- _Source_
- - - - -
Congress: The Great Slide
Tavleen Singh
It is that season in Delhi when there are so many weddings that it is hard to
go down a street and not run into a baraat. Sometimes wedding parties collide
and there are horrendous traffic jams, and so on my way to the wedding
reception of a friends daughter I found myself stuck for an hour trying to
negotiate the road to the Maurya Hotel. When I asked a passing policeman what
the problem was, he said, There is a wedding and they say that the Prime
Minister will be coming, so that is why there is this jam.
It was the wedding I was invited to, and though the Prime Minister did not
come, Sonia Gandhi did and a hundred other personages of political importance.
When I finally made it to the entrance of the wedding tent in the hotel
gardens, I ran into LK Advani and his wife and daughter who were just leaving.
Among the other personages of political importance present were cabinet
ministers and chief ministers, high officials and so many TV anchors and
editors that we joked about how if there was a bomb it could take out the
entire upper echelons of the Indian media. When journalists are invited to an
event of this kind, they never refuse because rarely do you get a chance to
meet so many sources of important political information with so little effort.
If you want to find out how the political winds are blowing, there is no better
place to be than a power wedding in Delhi.
The first conversation I found myself drawn into was with a spokesman of the
Congress party who was being asked by a woman journalist why Rahul Gandhi was
not more evident in a leadership role. The spokesman bridled instantly. Well,
I do not know what you mean because he works very hard, you know. You can
always find him in the Congress party office, meeting people and attending to
party matters. The woman journalist was not deterred by this put down and
insisted on knowing why the heir to the Congress party was wasting his time on
such things as para-sailing. Is that what a future Prime Minister of India
should be doing? The Congress spokesperson refused to answer.
The next conversation I found myself having was with a politician who is
actively involved at the moment in promoting a Third Front. It was already a
reality, he said, and would become a more powerful reality soon because the two
main Marxist parties were expected to join in the not-too-distant future. So
what did he see happening by way of the next government of India after the 2009
general election/ Oh, we will have a Third Front government for sure he said,
with the Congress either joining it or supporting from the outside. Did he
think there was any chance of LK Advani becoming Indias next Prime Minister?
- - - - -
- _Dataset section_
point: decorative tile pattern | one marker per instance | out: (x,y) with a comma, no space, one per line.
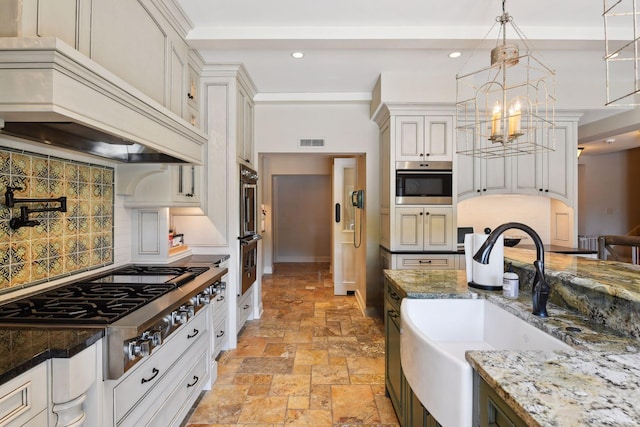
(311,360)
(63,242)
- - - - -
- _To-do list_
1) Name every category of guest that the Congress column lists among the other people of political importance at the wedding.
2) According to the Congress column, what were the two main Marxist parties expected to do?
3) Reproduce the stretch of the Congress column from "If you want" through "refused to answer.".

- _Answers to the exercise_
1) Cabinet ministers, chief ministers, high officials, TV anchors, and editors.

2) They were expected to join the Third Front in the not-too-distant future.

3)
If you want to find out how the political winds are blowing, there is no better
place to be than a power wedding in Delhi.
The first conversation I found myself drawn into was with a spokesman of the
Congress party who was being asked by a woman journalist why Rahul Gandhi was
not more evident in a leadership role. The spokesman bridled instantly. Well,
I do not know what you mean because he works very hard, you know. You can
always find him in the Congress party office, meeting people and attending to
party matters. The woman journalist was not deterred by this put down and
insisted on knowing why the heir to the Congress party was wasting his time on
such things as para-sailing. Is that what a future Prime Minister of India
should be doing? The Congress spokesperson refused to answer.